### Task statement
Start at the line containing "task: segment every instance of the roundabout" and end with the line containing "M 211 68 L 211". Rewrite those lines with "roundabout" changed to "traffic circle" and everything else left the same.
********************
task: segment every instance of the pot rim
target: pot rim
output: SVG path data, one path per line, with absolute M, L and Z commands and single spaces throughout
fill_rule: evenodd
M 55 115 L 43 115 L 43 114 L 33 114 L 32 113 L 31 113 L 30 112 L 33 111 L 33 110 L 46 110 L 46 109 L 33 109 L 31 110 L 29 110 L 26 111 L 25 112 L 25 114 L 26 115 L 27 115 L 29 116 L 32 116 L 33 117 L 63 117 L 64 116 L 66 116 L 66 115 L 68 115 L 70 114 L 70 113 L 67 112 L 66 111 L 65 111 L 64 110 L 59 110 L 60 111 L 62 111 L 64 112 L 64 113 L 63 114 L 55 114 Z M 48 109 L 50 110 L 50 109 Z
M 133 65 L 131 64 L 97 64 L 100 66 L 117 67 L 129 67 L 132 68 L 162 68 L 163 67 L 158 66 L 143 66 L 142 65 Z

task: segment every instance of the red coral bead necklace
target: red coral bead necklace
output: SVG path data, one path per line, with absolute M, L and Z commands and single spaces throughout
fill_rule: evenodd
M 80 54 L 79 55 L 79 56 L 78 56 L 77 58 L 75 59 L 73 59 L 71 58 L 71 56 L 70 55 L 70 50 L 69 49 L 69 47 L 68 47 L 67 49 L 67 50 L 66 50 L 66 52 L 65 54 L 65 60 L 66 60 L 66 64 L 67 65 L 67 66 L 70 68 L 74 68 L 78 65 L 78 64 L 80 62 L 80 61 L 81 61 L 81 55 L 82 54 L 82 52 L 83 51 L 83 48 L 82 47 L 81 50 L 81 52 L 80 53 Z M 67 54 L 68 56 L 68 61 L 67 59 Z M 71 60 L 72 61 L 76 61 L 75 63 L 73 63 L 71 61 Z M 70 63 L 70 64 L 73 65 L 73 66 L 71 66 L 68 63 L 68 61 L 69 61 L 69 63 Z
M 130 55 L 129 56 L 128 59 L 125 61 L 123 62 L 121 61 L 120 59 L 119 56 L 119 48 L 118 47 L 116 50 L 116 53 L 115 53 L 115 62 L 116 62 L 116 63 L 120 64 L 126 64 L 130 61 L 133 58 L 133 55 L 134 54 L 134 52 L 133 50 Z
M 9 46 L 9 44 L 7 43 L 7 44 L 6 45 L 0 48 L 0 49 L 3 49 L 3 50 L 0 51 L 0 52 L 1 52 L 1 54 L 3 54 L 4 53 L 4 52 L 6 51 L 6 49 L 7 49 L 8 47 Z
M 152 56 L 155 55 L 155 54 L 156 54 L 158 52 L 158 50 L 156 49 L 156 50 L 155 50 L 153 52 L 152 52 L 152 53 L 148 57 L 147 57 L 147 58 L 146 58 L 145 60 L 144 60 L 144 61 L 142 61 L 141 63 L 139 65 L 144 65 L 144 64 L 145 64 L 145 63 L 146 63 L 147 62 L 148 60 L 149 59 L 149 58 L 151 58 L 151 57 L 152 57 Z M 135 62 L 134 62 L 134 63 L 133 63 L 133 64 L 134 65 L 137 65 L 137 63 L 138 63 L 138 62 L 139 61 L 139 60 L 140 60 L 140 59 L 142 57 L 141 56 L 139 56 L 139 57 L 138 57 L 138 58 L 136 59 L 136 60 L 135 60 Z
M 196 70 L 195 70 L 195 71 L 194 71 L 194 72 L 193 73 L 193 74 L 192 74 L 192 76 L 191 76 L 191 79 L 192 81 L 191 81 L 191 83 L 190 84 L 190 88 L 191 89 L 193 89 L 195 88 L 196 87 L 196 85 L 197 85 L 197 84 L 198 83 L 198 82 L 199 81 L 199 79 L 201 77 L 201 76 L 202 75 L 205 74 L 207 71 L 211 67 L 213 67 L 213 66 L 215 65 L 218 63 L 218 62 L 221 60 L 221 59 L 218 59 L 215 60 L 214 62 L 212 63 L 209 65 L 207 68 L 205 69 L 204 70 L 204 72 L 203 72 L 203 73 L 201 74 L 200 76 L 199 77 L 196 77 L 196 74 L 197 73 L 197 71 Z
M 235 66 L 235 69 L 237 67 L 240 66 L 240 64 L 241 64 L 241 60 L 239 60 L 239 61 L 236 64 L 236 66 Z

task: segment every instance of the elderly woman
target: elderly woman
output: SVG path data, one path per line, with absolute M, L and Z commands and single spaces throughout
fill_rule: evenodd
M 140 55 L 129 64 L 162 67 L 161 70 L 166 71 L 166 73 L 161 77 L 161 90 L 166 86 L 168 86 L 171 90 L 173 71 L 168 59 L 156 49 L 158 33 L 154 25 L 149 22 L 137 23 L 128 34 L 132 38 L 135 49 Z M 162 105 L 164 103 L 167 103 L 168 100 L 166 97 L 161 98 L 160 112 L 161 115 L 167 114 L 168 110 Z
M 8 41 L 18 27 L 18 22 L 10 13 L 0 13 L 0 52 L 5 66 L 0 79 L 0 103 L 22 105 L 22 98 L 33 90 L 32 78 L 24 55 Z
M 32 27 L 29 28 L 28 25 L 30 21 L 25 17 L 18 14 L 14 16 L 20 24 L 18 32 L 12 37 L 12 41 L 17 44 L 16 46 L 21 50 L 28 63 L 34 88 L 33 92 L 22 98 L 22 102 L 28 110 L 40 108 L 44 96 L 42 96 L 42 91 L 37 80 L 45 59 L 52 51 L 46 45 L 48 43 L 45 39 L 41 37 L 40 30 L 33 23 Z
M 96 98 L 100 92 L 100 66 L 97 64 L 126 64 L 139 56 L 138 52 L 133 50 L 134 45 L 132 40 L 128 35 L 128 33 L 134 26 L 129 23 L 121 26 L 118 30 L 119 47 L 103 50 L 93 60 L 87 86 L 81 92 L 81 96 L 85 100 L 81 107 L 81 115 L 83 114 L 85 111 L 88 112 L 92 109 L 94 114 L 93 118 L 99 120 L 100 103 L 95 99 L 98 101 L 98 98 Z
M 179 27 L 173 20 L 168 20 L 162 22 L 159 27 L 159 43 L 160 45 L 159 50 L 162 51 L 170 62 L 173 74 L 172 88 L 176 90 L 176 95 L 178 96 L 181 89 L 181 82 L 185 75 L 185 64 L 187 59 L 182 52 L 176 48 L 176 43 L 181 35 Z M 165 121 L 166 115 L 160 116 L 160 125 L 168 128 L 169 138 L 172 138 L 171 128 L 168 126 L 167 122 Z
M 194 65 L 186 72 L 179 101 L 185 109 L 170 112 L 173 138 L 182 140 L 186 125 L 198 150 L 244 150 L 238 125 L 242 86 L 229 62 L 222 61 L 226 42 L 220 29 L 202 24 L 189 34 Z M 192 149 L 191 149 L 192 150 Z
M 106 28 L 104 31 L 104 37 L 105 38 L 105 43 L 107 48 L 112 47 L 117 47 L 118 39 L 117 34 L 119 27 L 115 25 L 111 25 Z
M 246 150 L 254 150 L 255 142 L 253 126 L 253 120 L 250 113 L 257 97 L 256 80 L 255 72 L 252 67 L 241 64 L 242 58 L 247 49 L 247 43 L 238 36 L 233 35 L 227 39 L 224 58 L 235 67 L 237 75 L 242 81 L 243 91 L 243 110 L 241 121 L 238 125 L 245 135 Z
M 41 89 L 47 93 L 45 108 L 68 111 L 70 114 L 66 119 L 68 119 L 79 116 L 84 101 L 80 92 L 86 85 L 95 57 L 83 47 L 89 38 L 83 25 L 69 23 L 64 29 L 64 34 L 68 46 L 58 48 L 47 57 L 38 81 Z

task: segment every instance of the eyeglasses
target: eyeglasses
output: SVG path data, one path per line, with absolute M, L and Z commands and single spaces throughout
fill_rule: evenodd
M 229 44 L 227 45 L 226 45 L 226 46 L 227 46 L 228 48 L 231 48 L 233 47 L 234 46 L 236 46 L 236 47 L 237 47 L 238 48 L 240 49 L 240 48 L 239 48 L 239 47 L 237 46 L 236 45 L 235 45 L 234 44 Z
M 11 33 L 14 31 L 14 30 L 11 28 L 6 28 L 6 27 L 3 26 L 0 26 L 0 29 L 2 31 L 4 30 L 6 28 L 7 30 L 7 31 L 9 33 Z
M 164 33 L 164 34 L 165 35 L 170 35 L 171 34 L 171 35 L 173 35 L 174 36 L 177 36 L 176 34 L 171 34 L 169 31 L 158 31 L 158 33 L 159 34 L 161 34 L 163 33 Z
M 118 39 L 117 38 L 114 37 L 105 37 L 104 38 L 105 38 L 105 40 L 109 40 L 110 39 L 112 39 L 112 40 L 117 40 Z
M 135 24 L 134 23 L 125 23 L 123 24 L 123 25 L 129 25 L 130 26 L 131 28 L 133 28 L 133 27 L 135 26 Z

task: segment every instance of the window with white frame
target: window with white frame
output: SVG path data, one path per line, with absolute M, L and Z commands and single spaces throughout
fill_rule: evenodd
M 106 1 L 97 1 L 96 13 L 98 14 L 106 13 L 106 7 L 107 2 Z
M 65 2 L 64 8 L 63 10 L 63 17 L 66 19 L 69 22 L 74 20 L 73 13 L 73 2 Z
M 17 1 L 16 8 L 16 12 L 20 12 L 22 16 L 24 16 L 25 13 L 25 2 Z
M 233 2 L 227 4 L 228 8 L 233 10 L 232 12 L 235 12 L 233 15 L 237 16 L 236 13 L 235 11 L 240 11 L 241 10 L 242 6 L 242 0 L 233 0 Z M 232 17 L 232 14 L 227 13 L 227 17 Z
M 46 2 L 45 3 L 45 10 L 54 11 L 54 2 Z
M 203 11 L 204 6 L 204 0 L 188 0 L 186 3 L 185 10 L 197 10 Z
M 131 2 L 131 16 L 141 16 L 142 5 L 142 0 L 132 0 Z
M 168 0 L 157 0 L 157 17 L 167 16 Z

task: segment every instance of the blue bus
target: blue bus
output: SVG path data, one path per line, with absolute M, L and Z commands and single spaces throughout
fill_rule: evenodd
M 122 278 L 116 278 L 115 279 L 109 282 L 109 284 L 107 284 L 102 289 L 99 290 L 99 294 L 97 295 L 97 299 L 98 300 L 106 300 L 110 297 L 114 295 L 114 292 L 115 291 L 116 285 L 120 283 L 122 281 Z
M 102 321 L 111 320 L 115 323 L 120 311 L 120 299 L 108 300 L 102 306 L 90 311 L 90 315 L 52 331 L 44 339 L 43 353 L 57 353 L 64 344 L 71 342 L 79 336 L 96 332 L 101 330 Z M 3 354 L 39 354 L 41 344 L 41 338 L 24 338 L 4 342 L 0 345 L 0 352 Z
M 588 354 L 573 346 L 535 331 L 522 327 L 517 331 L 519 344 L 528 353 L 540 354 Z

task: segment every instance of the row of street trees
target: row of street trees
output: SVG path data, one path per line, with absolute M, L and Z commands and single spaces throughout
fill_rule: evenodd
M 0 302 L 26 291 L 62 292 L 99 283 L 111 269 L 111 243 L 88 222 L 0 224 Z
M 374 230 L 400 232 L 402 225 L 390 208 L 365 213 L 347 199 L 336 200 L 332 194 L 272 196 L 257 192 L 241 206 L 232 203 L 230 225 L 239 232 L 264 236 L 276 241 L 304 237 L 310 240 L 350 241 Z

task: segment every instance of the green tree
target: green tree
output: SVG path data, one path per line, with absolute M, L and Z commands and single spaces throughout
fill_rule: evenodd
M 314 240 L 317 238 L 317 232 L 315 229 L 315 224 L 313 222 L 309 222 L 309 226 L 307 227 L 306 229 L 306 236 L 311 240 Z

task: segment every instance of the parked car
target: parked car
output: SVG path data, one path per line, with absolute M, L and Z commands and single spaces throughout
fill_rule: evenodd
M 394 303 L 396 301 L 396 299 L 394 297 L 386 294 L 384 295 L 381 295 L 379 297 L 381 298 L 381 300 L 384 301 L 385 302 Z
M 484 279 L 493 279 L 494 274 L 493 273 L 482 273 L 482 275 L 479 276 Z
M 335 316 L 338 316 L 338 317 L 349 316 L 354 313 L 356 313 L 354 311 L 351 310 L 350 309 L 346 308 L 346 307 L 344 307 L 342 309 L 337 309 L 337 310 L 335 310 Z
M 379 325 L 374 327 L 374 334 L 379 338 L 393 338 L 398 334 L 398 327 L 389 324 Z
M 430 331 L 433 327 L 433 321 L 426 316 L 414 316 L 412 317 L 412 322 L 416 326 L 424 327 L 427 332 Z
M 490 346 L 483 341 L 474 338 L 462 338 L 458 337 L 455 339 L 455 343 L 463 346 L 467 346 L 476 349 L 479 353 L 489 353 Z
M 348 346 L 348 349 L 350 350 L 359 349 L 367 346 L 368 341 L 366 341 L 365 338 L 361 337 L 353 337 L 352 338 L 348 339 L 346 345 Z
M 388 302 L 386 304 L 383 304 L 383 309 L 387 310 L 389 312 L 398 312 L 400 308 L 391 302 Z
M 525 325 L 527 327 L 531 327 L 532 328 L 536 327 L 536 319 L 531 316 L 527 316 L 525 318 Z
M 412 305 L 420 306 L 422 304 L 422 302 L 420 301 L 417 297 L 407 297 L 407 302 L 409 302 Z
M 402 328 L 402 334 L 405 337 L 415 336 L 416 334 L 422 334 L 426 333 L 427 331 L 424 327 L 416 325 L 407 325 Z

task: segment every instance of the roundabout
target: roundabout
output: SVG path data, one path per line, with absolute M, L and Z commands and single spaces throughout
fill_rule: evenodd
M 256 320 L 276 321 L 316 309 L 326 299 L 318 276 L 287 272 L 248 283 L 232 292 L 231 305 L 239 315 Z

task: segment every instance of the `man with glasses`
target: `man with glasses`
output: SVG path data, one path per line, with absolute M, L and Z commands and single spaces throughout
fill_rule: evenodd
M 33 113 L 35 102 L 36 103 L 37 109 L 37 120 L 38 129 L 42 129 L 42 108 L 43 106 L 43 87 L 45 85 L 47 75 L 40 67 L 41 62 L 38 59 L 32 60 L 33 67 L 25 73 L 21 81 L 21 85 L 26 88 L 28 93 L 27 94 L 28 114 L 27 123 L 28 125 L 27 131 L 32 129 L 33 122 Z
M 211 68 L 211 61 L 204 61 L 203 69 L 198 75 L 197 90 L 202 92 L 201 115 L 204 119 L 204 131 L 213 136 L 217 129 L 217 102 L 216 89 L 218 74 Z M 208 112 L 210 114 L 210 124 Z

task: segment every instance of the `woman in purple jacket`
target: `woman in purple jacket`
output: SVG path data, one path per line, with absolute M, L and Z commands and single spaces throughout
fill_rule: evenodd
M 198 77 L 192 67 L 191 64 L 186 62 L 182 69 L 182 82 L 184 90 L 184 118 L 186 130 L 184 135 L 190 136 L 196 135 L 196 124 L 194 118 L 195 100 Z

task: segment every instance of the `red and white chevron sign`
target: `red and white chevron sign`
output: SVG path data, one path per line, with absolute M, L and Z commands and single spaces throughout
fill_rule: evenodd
********************
### Solution for this task
task: segment every instance of the traffic circle
target: traffic circle
output: SVG path data, one path per line, with absolute M, L and Z commands and single spaces throughout
fill_rule: evenodd
M 256 320 L 276 321 L 316 309 L 326 299 L 318 276 L 287 272 L 248 283 L 232 292 L 231 305 L 239 315 Z

task: segment every instance of the `man with glasses`
target: `man with glasses`
output: SVG path data, one path per line, with absolute M, L and Z commands and single spaces throughout
fill_rule: evenodd
M 33 113 L 35 102 L 36 103 L 37 109 L 37 120 L 38 129 L 42 129 L 42 108 L 43 106 L 43 87 L 45 85 L 47 75 L 40 67 L 41 62 L 38 59 L 32 60 L 33 67 L 25 73 L 21 81 L 21 85 L 26 88 L 28 93 L 27 94 L 28 114 L 27 123 L 28 125 L 27 131 L 32 129 L 33 122 Z
M 211 68 L 211 61 L 204 61 L 203 69 L 198 75 L 197 90 L 202 92 L 201 115 L 204 119 L 204 131 L 213 136 L 217 129 L 217 102 L 216 89 L 218 74 Z M 208 112 L 210 114 L 210 124 Z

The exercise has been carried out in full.